→ **TEXT PASSAGE**:
_ _ _ _ _ _ _

The rest of the album’s songs generally lack the substance of the title track and “All These Years” but they are well performed — particularly “Travelin’ Shoes”, “A Different Tune” and “Chain of Love” (not the Clay Walker song of the same name from a few years later). “A Different Tune” in particular includes some wonderful guitar picking and steel guitar playing. The album is one of Sawyer Brown’s more traditional efforts, without the poppiness of their early work — at least until we reach the last two tracks. Gospel artist and Nashville session singer Donna McElroy lends her voice to “I Kept My Motor Running”, an R&B-inflenced number written by Miller, Greg Hubbard and Randy Scruggs, that I did not care for at all. I was also rather unimpressed with the closing track “Sister’s Got a New Tattoo” about a young woman who shocks her family by joining the military. It’s not a terrible song but not up to the standards set by the album’s first eight tracks.

Cafe on the Corner is a solid effort that I was ready to grade an A until it suddenly detoured with the last two tracks. It is still a worthwhile effort, however, and is available for streaming.

Grade: B+

Album Review: Sawyer Brown – ‘The Dirt Road’

Sawyer Brown was still riding the wave of “The Walk” when The Dirt Road hit in January 1992. The song is reprised here, as cut #11, partly to draw needed attention to the album and to increase album sales. This album would see two singles of its own and the start of the period when Sawyer Brown would see their most consistent success at radio.

The proper first single was the title track, co-written by Mark Miller and Gregg Hubbard. The song is a meditation on the choices by which we approach our lives:

Daddy worked hard for his dollar

He said some folks don’t

But that’s ok

They won’t know which road to follow

Because an easy street might lead you astray

 

I’ll take the dirt road

It’s all I know

I’ve been walking it for years

Its gone where I need to go

Oh it ain’t easy-it ain’t supposed to be

So I’ll take my time

And life won’t pass me by

Cause it’s right there to find, On the dirt road

 

I have lived life in the fast lane

You gotta watch your back and look both ways

When it’s said and done the time we have is borrowed

You better make real sure you’re headed the right way

The track, which is one of my favorites from them, peaked at #3. Miller solely composed the album’s second and final single, the excellent uptempo “Some Girls Do.” The #1 hit (their first in six years and second overall) finds Miller playing the bad boy, a guy attractive to just a select few women:

She turned up her nose as she walked by my Cadillac

From the corner of my eye I saw you and you laughed

You were sittin’ on the swing on your front porch

Paintn’ your nails like you were bored

And you yelled she was sure impressed with you

 

Well I ain’t first class

But I ain’t white trash

I’m wild and a little crazy too

Some girls don’t like boys like me

Aw but some girls do

 

I yelled and asked if you would like a ride

When we pulled out of your yard I bald a tire

You was laughing at me, I was doing James Dean

You was the prettiest girl I’d ever seen

When you rolled your eyes and twirled my pink fur dice

“Some Girls Do” is a prime example of the effortless cool of early 1990s country music, infectious without being obnoxious or pretentious. This song was actually my first exposure to the band, from the compilation album #1 Country Hit Mix. I really only knew Sawyer Brown as an uptempo act (add “Thank God For You” to this conversation as well) and kind of found it strange to hear Miller croon a ballad when videos for songs like “Treat Her Right” would come on CMT. I learned as I went as a kid and dealt with perceptions in my own way as I developed a taste for country music in that era.

_ _ _ _ _ _ _

→ **PROBLEM SET**:
1. Please transcribe the part of the Sawyer Brown reviews that opens with the words containing "Album Review: Sawyer" and closes with "success at radio.".
2. Name every song title mentioned in the first paragraph of the Sawyer Brown reviews.
3. Answer these questions from the Sawyer Brown reviews:
(a) In what month and year did The Dirt Road come out?
(b) What chart position did the title track "The Dirt Road" reach?
(c) Who wrote "Some Girls Do"?
The rows after this point are separate material, unrelated to the Sawyer Brown reviews.

_ _ _ _ _ _ _

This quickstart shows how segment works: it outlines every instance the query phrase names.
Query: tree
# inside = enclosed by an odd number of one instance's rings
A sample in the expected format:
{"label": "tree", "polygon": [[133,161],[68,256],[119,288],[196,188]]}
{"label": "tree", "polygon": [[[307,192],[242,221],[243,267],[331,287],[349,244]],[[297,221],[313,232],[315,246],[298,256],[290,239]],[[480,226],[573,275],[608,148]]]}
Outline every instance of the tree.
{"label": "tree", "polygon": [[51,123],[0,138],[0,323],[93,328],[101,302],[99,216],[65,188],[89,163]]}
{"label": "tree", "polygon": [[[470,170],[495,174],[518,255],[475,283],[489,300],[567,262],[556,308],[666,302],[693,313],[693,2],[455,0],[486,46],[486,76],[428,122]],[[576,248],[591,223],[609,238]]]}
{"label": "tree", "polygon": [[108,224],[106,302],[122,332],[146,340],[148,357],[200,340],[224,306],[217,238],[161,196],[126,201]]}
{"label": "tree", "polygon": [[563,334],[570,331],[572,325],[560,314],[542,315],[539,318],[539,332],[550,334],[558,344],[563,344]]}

_ _ _ _ _ _ _

→ **SET OF ANSWERS**:
1.
Album Review: Sawyer Brown – ‘The Dirt Road’

Sawyer Brown was still riding the wave of “The Walk” when The Dirt Road hit in January 1992. The song is reprised here, as cut #11, partly to draw needed attention to the album and to increase album sales. This album would see two singles of its own and the start of the period when Sawyer Brown would see their most consistent success at radio.

2.
"All These Years"
"Travelin' Shoes"
"A Different Tune"
"Chain of Love"
"I Kept My Motor Running"
"Sister's Got a New Tattoo"

3.
(a) January 1992
(b) #3
(c) Mark Miller, on his own